→ Excerpted text
* Start *

Public DNS check

Free domain, DNS & email checker.

Review the public records most likely to cause launch-day website or business-email surprises. Get evidence and cautions without handing over registrar credentials or changing the domain.

PUBLIC LAUNCH RECORDS

Check the domain before a launch changes anything.

Enter the main business domain. The checker reads public DNS and available registration data; it does not sign in to the registrar, hosting account or email provider.

No email address is required. Abuse controls limit repeated automated requests. The domain is used only to perform this check and is not included in analytics.

Read the result correctly

A clean launch starts with an inventory—not a last-minute nameserver change.

The website, DNS host, registrar and email provider may be four different systems. Record the current evidence, identify who owns each account and change only the records required by the launch plan.

OWNERSHIP

Confirm access before launch day

Know who can approve registrar, DNS and email changes, whether multi-factor authentication works and how to reach the provider if a change goes wrong.

* End *

→ Lines of data
* Start *

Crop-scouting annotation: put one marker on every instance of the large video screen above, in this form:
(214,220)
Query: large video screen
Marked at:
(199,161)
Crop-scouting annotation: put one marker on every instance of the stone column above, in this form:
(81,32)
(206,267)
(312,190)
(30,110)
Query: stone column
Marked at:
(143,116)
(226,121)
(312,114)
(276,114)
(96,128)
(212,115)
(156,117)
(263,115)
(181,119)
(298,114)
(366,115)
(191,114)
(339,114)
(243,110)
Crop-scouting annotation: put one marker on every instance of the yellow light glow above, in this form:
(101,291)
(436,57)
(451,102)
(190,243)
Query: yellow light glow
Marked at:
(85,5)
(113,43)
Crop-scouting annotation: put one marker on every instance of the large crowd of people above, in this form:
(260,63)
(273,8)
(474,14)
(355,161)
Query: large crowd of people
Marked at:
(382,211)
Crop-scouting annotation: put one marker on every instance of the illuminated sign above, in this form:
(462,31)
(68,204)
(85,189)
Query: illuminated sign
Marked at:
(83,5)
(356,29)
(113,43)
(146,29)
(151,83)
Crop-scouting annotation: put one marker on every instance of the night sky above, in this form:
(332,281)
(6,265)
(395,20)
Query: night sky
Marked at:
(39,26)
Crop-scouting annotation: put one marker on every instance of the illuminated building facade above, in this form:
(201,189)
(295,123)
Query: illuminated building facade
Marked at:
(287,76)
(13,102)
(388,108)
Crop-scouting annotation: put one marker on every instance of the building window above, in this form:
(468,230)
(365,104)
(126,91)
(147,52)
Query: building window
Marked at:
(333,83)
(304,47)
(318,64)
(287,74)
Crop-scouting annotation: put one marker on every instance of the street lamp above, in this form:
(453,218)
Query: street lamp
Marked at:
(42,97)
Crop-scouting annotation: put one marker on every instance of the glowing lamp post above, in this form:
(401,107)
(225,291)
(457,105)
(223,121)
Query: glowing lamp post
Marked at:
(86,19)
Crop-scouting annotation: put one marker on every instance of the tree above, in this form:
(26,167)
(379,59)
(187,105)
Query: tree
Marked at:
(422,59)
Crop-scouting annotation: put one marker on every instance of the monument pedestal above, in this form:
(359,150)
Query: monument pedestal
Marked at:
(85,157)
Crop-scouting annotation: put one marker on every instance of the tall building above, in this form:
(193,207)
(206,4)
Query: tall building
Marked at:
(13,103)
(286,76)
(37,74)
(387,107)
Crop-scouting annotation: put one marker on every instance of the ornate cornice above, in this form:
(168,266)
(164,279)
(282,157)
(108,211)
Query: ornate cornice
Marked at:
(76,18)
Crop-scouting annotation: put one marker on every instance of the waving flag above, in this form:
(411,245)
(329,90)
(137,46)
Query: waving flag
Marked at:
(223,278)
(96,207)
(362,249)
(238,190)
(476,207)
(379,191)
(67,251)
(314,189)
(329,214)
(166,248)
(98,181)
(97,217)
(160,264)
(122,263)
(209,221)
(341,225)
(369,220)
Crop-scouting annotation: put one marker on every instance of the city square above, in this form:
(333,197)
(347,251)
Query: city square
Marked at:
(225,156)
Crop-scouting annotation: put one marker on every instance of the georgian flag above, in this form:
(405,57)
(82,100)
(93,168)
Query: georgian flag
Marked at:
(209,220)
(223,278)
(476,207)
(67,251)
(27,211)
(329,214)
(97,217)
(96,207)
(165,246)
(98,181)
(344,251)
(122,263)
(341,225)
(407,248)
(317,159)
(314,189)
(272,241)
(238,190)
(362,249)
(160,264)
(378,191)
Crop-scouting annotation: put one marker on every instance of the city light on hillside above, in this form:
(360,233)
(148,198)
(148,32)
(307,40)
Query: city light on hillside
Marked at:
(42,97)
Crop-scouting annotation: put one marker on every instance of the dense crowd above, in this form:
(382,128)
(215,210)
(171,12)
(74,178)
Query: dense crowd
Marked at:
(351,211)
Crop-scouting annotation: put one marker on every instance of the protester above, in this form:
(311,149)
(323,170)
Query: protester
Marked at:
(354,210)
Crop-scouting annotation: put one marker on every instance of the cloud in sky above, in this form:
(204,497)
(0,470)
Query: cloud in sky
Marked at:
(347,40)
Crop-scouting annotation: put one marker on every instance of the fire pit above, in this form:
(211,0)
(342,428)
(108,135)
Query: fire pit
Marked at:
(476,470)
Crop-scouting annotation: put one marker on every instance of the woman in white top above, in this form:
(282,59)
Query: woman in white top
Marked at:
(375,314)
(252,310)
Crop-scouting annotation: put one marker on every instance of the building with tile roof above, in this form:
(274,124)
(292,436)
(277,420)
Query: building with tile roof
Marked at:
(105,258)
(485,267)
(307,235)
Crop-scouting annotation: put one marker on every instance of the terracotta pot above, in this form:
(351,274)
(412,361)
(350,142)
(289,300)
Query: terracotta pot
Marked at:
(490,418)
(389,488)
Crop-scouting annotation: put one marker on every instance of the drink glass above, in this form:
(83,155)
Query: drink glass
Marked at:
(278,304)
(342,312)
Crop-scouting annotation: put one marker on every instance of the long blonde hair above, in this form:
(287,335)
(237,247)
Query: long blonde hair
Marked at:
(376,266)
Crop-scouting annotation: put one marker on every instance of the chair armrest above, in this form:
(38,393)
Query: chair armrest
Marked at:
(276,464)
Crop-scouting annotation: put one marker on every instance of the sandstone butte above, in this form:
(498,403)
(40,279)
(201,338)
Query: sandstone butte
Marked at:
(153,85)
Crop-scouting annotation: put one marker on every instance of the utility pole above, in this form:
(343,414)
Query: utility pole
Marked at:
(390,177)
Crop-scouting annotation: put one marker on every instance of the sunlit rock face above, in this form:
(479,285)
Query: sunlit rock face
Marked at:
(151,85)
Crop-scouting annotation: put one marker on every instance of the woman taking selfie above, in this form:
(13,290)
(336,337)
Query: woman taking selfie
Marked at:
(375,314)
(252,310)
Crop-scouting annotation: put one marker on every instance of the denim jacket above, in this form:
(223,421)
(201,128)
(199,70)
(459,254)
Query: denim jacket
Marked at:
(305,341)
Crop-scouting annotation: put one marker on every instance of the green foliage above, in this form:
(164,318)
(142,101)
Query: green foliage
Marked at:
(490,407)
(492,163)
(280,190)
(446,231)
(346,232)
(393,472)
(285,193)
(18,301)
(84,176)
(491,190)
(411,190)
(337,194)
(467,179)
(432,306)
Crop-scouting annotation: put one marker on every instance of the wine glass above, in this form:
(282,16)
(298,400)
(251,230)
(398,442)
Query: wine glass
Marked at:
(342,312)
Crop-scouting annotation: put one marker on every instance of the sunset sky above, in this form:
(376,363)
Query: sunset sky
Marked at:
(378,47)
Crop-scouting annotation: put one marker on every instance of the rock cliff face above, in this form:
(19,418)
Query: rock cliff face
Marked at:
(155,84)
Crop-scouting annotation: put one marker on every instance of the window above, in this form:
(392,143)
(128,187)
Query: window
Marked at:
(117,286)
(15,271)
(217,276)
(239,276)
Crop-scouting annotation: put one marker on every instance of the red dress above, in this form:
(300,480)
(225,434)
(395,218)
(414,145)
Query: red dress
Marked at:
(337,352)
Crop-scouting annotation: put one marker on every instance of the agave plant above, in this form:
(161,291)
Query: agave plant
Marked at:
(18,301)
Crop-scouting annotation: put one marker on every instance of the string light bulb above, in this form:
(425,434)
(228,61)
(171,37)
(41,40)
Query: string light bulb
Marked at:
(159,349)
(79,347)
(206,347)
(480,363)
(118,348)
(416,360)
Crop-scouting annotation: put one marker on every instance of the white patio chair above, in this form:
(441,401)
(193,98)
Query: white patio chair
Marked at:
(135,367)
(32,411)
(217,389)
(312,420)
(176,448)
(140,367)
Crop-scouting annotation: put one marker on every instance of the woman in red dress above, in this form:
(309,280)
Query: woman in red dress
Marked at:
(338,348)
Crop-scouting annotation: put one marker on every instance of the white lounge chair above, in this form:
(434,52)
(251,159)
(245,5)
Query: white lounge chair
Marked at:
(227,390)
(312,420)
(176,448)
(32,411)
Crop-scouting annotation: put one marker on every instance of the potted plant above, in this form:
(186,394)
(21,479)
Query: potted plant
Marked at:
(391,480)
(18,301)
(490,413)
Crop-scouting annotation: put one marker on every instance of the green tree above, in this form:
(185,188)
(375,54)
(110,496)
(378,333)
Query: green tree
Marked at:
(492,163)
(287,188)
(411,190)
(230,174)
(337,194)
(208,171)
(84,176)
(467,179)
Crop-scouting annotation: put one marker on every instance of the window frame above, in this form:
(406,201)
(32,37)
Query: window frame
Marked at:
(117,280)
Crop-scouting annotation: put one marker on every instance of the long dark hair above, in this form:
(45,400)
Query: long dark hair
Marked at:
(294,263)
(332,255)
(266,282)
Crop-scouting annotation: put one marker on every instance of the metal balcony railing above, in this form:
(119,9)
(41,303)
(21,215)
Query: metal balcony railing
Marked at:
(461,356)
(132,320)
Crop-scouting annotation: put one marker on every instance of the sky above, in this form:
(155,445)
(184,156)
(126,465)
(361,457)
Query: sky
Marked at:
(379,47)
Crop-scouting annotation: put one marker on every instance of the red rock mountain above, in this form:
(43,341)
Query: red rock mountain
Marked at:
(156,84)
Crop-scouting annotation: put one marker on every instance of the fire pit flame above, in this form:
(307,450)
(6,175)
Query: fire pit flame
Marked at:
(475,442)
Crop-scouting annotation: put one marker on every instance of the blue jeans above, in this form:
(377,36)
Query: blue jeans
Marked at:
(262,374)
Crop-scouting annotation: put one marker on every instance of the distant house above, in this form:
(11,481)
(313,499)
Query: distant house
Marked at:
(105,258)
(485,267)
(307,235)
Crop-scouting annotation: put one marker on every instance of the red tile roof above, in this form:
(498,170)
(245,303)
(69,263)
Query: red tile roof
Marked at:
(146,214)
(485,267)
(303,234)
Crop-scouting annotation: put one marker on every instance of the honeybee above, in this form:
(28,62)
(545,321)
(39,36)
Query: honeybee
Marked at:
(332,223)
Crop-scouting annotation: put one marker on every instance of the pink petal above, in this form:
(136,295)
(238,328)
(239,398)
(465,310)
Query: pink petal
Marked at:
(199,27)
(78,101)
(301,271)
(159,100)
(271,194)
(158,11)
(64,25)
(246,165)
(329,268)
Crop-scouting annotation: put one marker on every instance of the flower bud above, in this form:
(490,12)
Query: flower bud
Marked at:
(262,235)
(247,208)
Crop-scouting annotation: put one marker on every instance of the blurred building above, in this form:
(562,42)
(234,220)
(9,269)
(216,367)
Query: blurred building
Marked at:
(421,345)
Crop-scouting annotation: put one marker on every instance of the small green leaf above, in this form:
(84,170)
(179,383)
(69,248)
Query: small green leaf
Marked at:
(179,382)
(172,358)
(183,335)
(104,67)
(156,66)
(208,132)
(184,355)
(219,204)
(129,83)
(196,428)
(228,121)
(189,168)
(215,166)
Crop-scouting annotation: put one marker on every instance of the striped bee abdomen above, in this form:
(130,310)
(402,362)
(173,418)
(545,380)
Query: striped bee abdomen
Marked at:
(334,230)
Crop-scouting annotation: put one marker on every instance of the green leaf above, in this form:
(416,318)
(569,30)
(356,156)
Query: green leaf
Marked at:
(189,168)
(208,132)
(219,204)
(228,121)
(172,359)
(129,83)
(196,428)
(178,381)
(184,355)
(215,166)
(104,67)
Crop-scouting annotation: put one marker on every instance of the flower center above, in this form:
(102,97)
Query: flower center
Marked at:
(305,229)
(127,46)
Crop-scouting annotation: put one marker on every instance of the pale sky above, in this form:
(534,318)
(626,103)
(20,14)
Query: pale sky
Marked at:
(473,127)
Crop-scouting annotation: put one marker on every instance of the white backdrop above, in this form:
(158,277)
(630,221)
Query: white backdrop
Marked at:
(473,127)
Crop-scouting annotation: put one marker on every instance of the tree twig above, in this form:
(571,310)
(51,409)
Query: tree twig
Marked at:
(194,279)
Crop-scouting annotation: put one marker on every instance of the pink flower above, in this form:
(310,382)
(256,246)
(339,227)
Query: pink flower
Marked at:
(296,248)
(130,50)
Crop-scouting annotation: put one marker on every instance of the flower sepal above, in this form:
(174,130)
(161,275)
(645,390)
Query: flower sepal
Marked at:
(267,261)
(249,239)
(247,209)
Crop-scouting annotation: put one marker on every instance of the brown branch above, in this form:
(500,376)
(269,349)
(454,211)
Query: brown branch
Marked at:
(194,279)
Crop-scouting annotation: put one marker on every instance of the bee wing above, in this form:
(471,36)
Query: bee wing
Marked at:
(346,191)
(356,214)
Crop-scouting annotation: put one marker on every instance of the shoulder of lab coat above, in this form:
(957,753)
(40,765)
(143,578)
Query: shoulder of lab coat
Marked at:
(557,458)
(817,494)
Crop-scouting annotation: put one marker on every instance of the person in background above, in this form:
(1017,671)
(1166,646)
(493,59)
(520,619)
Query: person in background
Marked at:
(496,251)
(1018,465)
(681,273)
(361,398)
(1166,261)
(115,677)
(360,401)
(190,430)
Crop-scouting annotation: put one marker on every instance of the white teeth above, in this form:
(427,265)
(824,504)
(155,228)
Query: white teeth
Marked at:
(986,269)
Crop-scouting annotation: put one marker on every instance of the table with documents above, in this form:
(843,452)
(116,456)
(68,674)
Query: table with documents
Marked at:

* End *

→ Exercise set
a – From the domain checker text, write out the passage that begins at the words "Free domain, DNS" and stops after "launch changes anything.".
b – Translate this sentence from the domain checker text into French: "The domain is used only to perform this check and is not included in analytics."
c – Does the domain checker text support each statement below? Answer yes or no for each, and quote the words that decide it.
(i) The checker signs in to the registrar to read the records.
(ii) An email address is needed to use the checker.
(iii) The website, DNS host, registrar and email provider can be separate systems.

→ Per-task answers
a –
Free domain, DNS & email checker.

Review the public records most likely to cause launch-day website or business-email surprises. Get evidence and cautions without handing over registrar credentials or changing the domain.

PUBLIC LAUNCH RECORDS

Check the domain before a launch changes anything.

b – Le domaine est utilisé uniquement pour effectuer cette vérification et n'est pas inclus dans les analyses.

c –
(i) No: "it does not sign in to the registrar, hosting account or email provider."
(ii) No: "No email address is required."
(iii) Yes: "The website, DNS host, registrar and email provider may be four different systems."